[Supplied records]

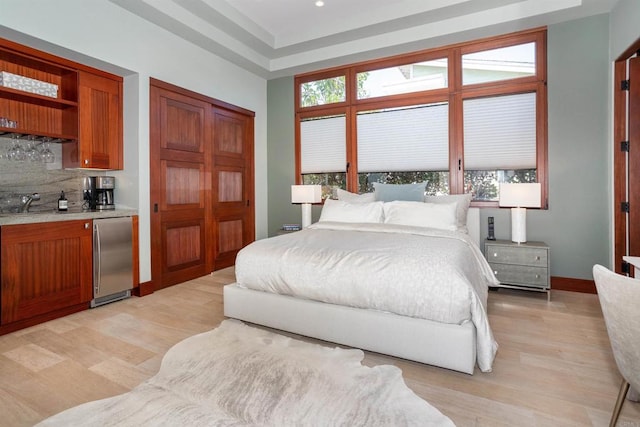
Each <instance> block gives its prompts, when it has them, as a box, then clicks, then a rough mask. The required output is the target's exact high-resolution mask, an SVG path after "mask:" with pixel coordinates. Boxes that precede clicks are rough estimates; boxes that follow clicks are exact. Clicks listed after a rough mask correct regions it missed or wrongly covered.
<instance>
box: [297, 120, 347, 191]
mask: <svg viewBox="0 0 640 427" xmlns="http://www.w3.org/2000/svg"><path fill="white" fill-rule="evenodd" d="M345 135H346V119H345V115H344V114H340V115H331V116H319V117H310V118H306V119H304V120H302V122H301V123H300V141H301V144H300V146H301V147H302V151H301V153H300V163H301V172H302V177H303V179H302V183H303V184H321V185H323V186H325V188H324V189H323V193H324V194H323V196H324V197H327V196H328V195H330V194H331V188H332V187H338V188H346V182H347V177H346V170H347V169H346V167H347V166H346V165H347V152H346V147H347V144H346V137H345Z"/></svg>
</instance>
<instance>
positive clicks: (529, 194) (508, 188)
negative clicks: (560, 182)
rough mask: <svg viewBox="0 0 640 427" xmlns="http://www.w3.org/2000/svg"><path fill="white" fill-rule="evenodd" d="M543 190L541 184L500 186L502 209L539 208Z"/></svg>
mask: <svg viewBox="0 0 640 427" xmlns="http://www.w3.org/2000/svg"><path fill="white" fill-rule="evenodd" d="M541 191H542V188H541V186H540V183H539V182H534V183H527V184H500V200H499V202H498V204H499V205H500V207H507V208H539V207H540V198H541Z"/></svg>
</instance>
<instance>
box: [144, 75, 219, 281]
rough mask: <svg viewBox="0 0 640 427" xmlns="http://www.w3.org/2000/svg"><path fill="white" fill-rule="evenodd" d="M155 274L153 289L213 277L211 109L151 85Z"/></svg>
mask: <svg viewBox="0 0 640 427" xmlns="http://www.w3.org/2000/svg"><path fill="white" fill-rule="evenodd" d="M150 94H151V117H150V126H151V128H150V159H151V165H150V175H151V235H152V238H151V243H152V248H151V270H152V271H151V272H152V280H153V284H154V288H155V289H160V288H164V287H166V286H169V285H173V284H176V283H180V282H184V281H186V280H190V279H193V278H196V277H200V276H203V275H205V274H208V273H210V272H211V271H212V251H211V249H210V248H208V247H207V244H206V240H207V235H208V234H209V230H210V228H211V220H210V217H211V213H210V212H211V211H210V208H209V207H208V206H209V205H210V202H209V201H208V200H207V199H208V197H210V196H208V194H209V193H210V192H208V191H207V185H208V180H207V179H206V176H207V171H209V170H210V169H211V163H210V158H211V150H210V145H211V144H210V142H209V141H210V140H211V135H210V126H208V125H207V124H208V123H209V122H210V119H209V114H210V105H209V104H208V103H206V102H203V101H201V100H198V99H194V98H192V97H189V96H186V95H182V94H179V93H176V92H173V91H171V90H167V89H165V88H161V87H157V86H154V85H153V84H152V86H151V89H150Z"/></svg>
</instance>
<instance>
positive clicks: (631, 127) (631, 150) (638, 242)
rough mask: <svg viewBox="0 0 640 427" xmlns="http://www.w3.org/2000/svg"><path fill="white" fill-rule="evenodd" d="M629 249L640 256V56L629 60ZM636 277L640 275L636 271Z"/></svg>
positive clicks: (628, 123) (628, 172) (628, 162)
mask: <svg viewBox="0 0 640 427" xmlns="http://www.w3.org/2000/svg"><path fill="white" fill-rule="evenodd" d="M629 81H630V82H631V83H630V85H629V117H628V129H629V154H628V157H629V159H628V168H629V170H628V183H629V184H628V185H629V190H628V191H629V197H628V200H629V214H628V215H629V231H628V239H629V250H628V254H629V255H631V256H640V57H639V56H636V57H635V58H631V59H630V60H629ZM635 277H640V272H636V276H635Z"/></svg>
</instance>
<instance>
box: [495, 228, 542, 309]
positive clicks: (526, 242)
mask: <svg viewBox="0 0 640 427" xmlns="http://www.w3.org/2000/svg"><path fill="white" fill-rule="evenodd" d="M484 255H485V257H486V258H487V261H489V265H490V266H491V268H492V269H493V273H494V274H495V275H496V278H497V279H498V280H499V281H500V285H499V286H500V287H502V288H512V289H523V290H527V291H537V292H546V293H547V301H550V300H551V277H550V275H551V268H550V261H551V257H550V254H549V246H548V245H547V244H546V243H544V242H526V243H514V242H512V241H510V240H485V243H484Z"/></svg>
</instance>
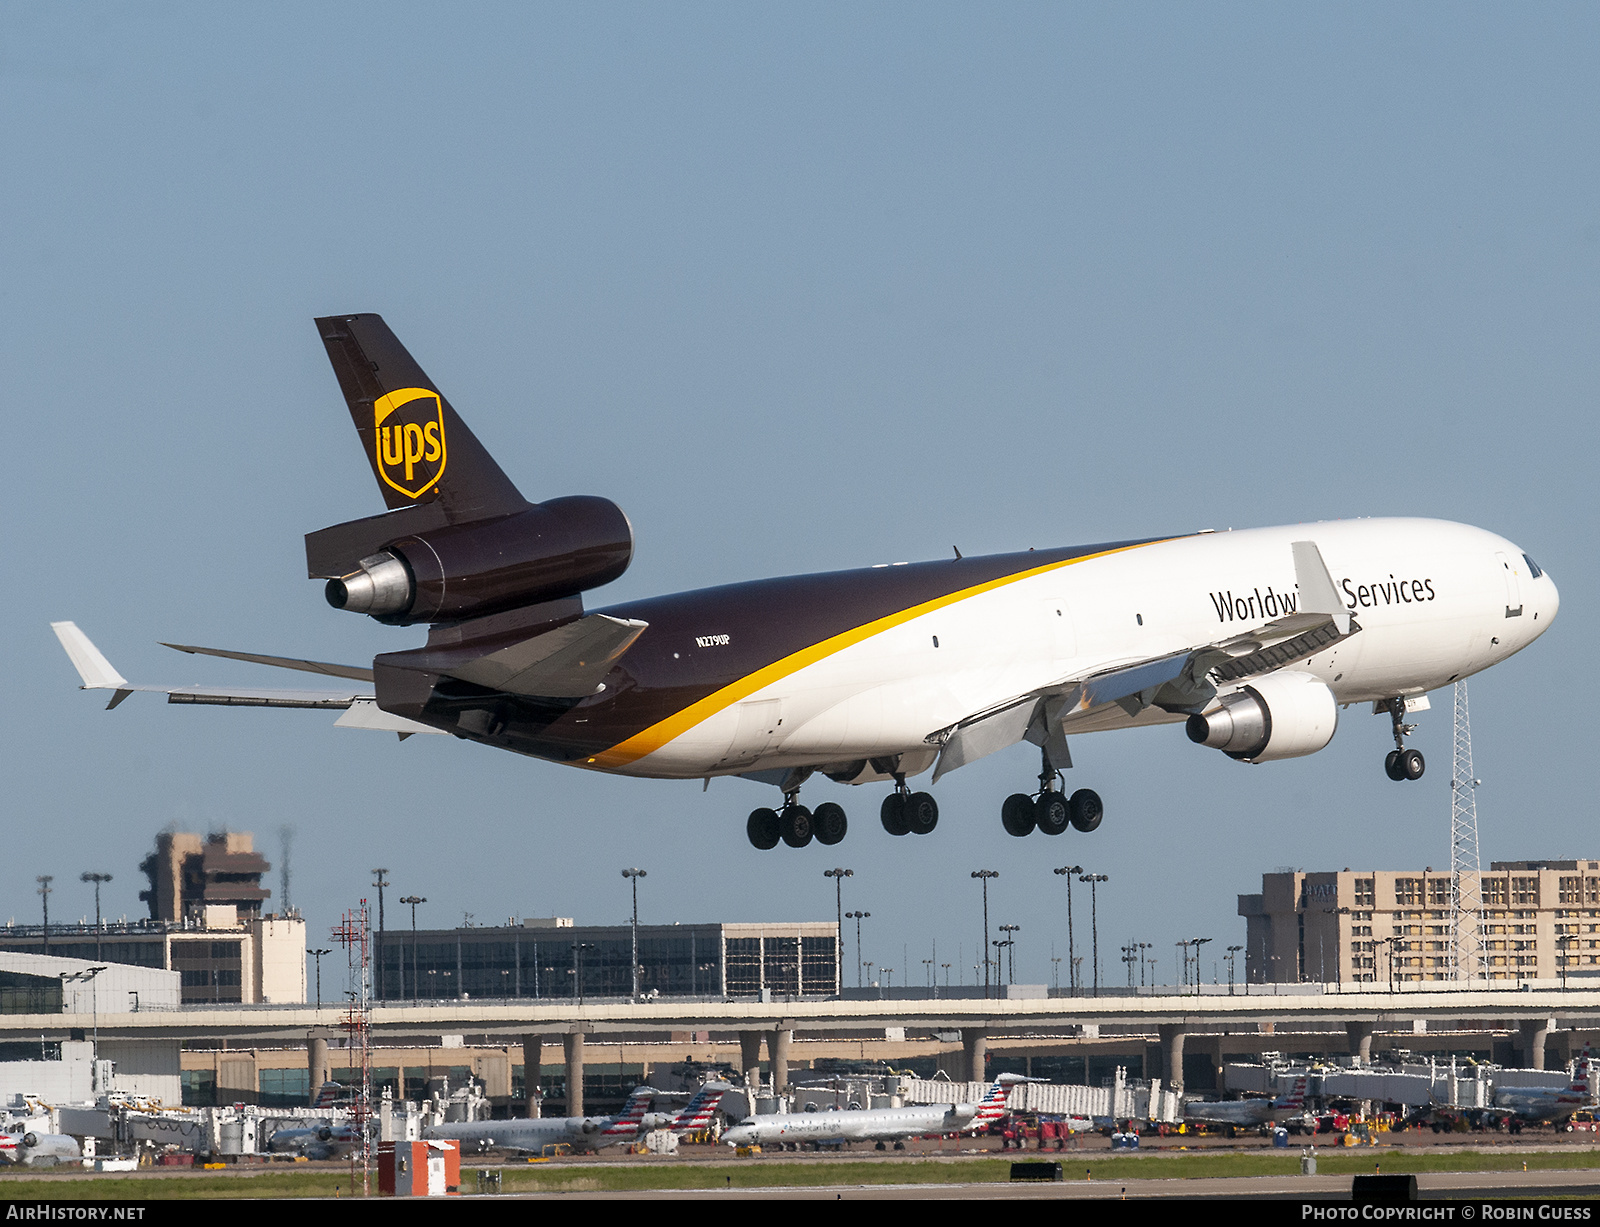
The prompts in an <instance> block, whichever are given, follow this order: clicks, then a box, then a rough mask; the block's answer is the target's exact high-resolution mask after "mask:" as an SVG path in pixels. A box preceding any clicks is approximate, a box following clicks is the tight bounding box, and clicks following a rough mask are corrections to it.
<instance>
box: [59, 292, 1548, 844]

[/Supplied records]

#### Activity:
Print all of the records above line for line without any change, leaving out the pictures.

#### Solution for this problem:
Each <instance> block gives its prompts, when it has them, as a box, then clicks, then a rough mask. The required output is the target's exact high-resolution mask, an SVG path after "mask:" with pixel coordinates. Boxes that precede clicks are rough estimates; boxes that follow clicks are exact. Clicks listed after a rough mask correct regions it missed or wrongly covered.
<instance>
box: [297, 120, 347, 191]
mask: <svg viewBox="0 0 640 427" xmlns="http://www.w3.org/2000/svg"><path fill="white" fill-rule="evenodd" d="M345 135H346V119H345V115H344V114H340V115H331V116H319V117H310V118H306V119H304V120H302V122H301V123H300V141H301V144H300V146H301V147H302V151H301V153H300V163H301V172H302V177H303V179H302V183H303V184H321V185H323V186H325V188H324V189H323V193H324V194H323V196H324V197H327V196H328V195H330V194H331V188H332V187H338V188H346V182H347V177H346V170H347V169H346V167H347V166H346V165H347V152H346V147H347V144H346V137H345Z"/></svg>
</instance>
<instance>
positive clicks: (529, 194) (508, 188)
negative clicks: (560, 182)
rough mask: <svg viewBox="0 0 640 427" xmlns="http://www.w3.org/2000/svg"><path fill="white" fill-rule="evenodd" d="M543 190L541 184L500 186L502 209L539 208Z"/></svg>
mask: <svg viewBox="0 0 640 427" xmlns="http://www.w3.org/2000/svg"><path fill="white" fill-rule="evenodd" d="M541 191H542V188H541V186H540V183H539V182H534V183H527V184H500V200H499V202H498V204H499V205H500V207H507V208H539V207H540V198H541Z"/></svg>
</instance>
<instance>
box: [144, 75, 219, 281]
rough mask: <svg viewBox="0 0 640 427" xmlns="http://www.w3.org/2000/svg"><path fill="white" fill-rule="evenodd" d="M155 274L153 289L213 277L211 109L151 85Z"/></svg>
mask: <svg viewBox="0 0 640 427" xmlns="http://www.w3.org/2000/svg"><path fill="white" fill-rule="evenodd" d="M150 94H151V117H150V126H151V128H150V159H151V165H150V175H151V235H152V238H151V243H152V248H151V270H152V271H151V272H152V280H153V284H154V288H155V289H160V288H164V287H166V286H169V285H173V284H176V283H180V282H184V281H186V280H190V279H193V278H196V277H200V276H203V275H205V274H208V273H210V272H211V271H212V251H211V249H210V248H208V247H207V244H206V240H207V235H208V234H209V230H210V228H211V220H210V217H211V213H210V212H211V211H210V208H209V207H208V206H209V205H210V202H209V201H208V200H207V199H208V197H210V196H208V194H209V193H210V192H208V191H207V185H208V180H207V179H206V176H207V171H209V170H210V169H211V163H210V158H211V150H210V145H211V144H210V142H209V141H210V140H211V135H210V126H208V125H207V124H208V123H209V122H210V119H209V114H210V105H209V104H208V103H206V102H203V101H201V100H198V99H194V98H192V97H189V96H186V95H182V94H179V93H176V92H173V91H171V90H167V89H165V88H161V87H157V86H154V85H153V84H152V86H151V89H150Z"/></svg>
</instance>
<instance>
positive clicks: (631, 127) (631, 150) (638, 242)
rough mask: <svg viewBox="0 0 640 427" xmlns="http://www.w3.org/2000/svg"><path fill="white" fill-rule="evenodd" d="M629 249L640 256V56L629 60ZM636 277L640 275L636 271Z"/></svg>
positive clicks: (628, 123) (628, 172) (628, 162)
mask: <svg viewBox="0 0 640 427" xmlns="http://www.w3.org/2000/svg"><path fill="white" fill-rule="evenodd" d="M629 81H630V82H631V83H630V85H629V117H628V129H629V154H628V157H629V159H628V168H629V170H628V183H629V184H628V185H629V190H628V191H629V197H628V200H629V214H628V215H629V231H628V239H629V250H628V254H629V255H631V256H640V57H639V56H636V57H635V58H631V59H630V60H629ZM635 277H640V272H636V276H635Z"/></svg>
</instance>
<instance>
box: [495, 228, 542, 309]
positive clicks: (526, 242)
mask: <svg viewBox="0 0 640 427" xmlns="http://www.w3.org/2000/svg"><path fill="white" fill-rule="evenodd" d="M484 255H485V257H486V258H487V261H489V265H490V266H491V268H492V269H493V273H494V274H495V275H496V278H497V279H498V280H499V281H500V285H499V286H500V287H502V288H512V289H523V290H527V291H537V292H546V293H547V301H550V300H551V277H550V275H551V268H550V261H551V257H550V254H549V246H548V245H547V244H546V243H544V242H526V243H514V242H512V241H510V240H485V243H484Z"/></svg>
</instance>
The prompts in an <instance> block, whichever are given, follow this order: clicks, then a box, then a rough mask; the block's answer is the target's exact high-resolution mask after "mask:" as an SVG path in pixels. A box preceding any clicks is approximate, a box following clicks is the tight bounding box, and clicks following a rough mask are corrections to it.
<instance>
box: [59, 292, 1548, 844]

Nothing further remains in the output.